- _TASK TO COMPLETE_: Your answer must be an exact transcription of every record.

- _MATERIAL FOR THE TASK_:
# # # #
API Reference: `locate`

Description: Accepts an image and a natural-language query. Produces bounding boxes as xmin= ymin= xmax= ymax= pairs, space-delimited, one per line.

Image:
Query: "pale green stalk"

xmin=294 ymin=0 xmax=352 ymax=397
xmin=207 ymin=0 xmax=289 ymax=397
# # # #
- _EXPECTED ANSWER_:
API Reference: `locate`

Description: Accepts an image and a natural-language query. Produces bounding boxes as xmin= ymin= xmax= ymax= pairs, space-delimited, one per line.

Image:
Query: "pale green stalk"

xmin=294 ymin=0 xmax=352 ymax=397
xmin=207 ymin=0 xmax=289 ymax=397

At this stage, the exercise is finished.